## Texte de la page
B. Les freins socio-économiques

La marche vers la société de l'information est susceptible de se trouver contrariée par des problèmes d'ajustement entre l'offre et la demande. Tout d'abord, entre l'offre de technologies et les investissements des principaux acteurs concernés dans le domaine des infrastructures et des équipements correspondants (production et accès aux données). Ensuite, entre l'offre d'équipements, celle de contenus et la demande des usagers, en fin de compte déterminants.

Un triple décalage risque ainsi de se produire entre :

•  l'état de la technologie et celui des équipements disponibles,

•  la production de contenus et les capacités de diffusion,

•  enfin, entre la demande finale de l'usager, essentielle pour l'investissement, et l'offre de contenus et d'équipements.

## Lignes de données

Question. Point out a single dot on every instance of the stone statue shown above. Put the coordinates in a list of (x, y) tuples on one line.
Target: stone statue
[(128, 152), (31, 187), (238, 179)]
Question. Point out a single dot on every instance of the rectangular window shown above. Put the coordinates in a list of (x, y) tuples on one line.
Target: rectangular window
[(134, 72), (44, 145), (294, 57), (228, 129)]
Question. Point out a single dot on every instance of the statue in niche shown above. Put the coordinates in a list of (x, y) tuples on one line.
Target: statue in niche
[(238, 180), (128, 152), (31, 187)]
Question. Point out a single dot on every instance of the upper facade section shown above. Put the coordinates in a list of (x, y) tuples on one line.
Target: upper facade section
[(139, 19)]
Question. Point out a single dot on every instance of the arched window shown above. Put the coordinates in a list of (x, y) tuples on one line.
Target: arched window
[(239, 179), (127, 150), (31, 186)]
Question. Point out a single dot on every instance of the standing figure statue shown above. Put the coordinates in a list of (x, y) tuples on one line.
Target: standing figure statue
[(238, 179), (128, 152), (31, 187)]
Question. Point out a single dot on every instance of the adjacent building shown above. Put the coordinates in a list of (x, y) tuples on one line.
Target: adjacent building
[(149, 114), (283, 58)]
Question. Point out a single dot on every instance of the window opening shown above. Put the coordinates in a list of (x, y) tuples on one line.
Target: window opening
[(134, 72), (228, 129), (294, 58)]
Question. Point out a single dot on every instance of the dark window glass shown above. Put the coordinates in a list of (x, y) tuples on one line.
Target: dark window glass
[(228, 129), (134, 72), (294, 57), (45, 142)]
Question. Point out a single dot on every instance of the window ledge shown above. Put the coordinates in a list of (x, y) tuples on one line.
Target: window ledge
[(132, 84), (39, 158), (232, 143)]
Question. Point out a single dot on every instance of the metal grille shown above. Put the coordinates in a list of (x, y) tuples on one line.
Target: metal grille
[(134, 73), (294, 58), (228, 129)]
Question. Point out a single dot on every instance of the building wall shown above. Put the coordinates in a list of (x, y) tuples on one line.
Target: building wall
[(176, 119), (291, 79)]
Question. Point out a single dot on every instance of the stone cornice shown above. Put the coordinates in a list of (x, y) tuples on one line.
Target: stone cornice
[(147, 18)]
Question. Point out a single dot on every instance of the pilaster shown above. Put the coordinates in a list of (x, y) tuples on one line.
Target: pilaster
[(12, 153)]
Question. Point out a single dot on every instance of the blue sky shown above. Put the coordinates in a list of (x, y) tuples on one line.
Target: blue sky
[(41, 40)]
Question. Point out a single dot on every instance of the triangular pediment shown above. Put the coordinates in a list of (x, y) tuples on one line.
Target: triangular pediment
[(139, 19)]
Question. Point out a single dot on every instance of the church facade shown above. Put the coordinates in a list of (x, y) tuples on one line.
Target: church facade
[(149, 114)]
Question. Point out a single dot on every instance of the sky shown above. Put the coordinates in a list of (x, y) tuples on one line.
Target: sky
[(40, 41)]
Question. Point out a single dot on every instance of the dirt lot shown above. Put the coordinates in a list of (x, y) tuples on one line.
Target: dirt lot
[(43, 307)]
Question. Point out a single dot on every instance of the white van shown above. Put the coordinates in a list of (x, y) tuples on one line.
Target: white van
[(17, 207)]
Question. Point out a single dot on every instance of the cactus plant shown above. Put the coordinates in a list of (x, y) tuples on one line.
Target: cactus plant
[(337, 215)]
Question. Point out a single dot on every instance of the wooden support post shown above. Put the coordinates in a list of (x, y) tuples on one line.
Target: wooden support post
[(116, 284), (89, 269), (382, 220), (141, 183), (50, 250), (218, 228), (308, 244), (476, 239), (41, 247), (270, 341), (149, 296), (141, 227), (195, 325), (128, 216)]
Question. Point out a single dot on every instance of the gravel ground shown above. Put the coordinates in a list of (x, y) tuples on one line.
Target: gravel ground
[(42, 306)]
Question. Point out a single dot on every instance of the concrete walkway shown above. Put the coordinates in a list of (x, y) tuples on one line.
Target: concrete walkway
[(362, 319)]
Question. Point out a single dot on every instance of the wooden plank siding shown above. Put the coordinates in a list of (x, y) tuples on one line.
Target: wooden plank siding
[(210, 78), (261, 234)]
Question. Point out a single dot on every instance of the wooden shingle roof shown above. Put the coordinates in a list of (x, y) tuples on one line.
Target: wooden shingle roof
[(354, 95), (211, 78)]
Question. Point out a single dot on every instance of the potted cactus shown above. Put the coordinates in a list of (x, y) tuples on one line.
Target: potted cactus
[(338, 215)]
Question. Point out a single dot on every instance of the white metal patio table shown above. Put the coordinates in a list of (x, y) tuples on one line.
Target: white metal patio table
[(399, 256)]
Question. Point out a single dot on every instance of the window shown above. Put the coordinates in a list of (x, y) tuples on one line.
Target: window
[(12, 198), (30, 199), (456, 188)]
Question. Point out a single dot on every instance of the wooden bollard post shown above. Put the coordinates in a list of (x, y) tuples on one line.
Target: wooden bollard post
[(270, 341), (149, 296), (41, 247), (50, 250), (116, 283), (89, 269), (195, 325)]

## Exercice écrit 1
D'après le texte sur les freins socio-économiques, entre quels éléments se situe le premier des trois décalages annoncés ?
## Exercice écrit 2
Reprenez le texte sur les freins socio-économiques à la société de l'information à la suite de sa dernière phrase et poursuivez-le.

## Réponse 1
Entre l'état de la technologie et celui des équipements disponibles.

## Réponse 2
Ce décalage diffère selon qu'il s'agit d'usagers privés ou professionnels et affecte Internet de façon tout à fait particulière (dans la mesure où la situation n'y est pour le moment pas celle d'une économie de marché, ce qui explique que la demande paraisse anticiper l'offre, d'où les problèmes, déjà évoqués, de congestion du réseau).

1. Les facteurs d'incertitude

a) Les aléas du comportement des usagers

L'investissement, souvent considérable, que nécessite le recours aux nouvelles technologies par les principaux acteurs concernés (opérateurs de réseaux, fournisseurs de contenus...) est déterminé par l'anticipation qu'ils font du comportement des usagers.

Le marché n'existe en fait que pur les grandes entreprises financières ou industrielles. Celles-ci sont quasiment contraintes de s'équiper en matériels performants et d'utiliser les réseaux (à proportion, naturellement, de leurs capacités d'investissement). Il y va de leur compétitivité qui, de plus en plus, dépend de leur accès à l'information et aux connaissances, des facilités de communication avec leurs clients, fournisseurs et sous-traitants et des gains de productivité et de qualité permis par les nouvelles techniques.

Pour les autres entreprises, la viscosité de l'information et la nouveauté conduisent à une apathie ou un attentisme : un récent sondage Louis Harris, publié dans le numéro d'octobre du magazine Enjeux , révèle que 65 % des patrons français considèrent Internet comme un phénomène de mode !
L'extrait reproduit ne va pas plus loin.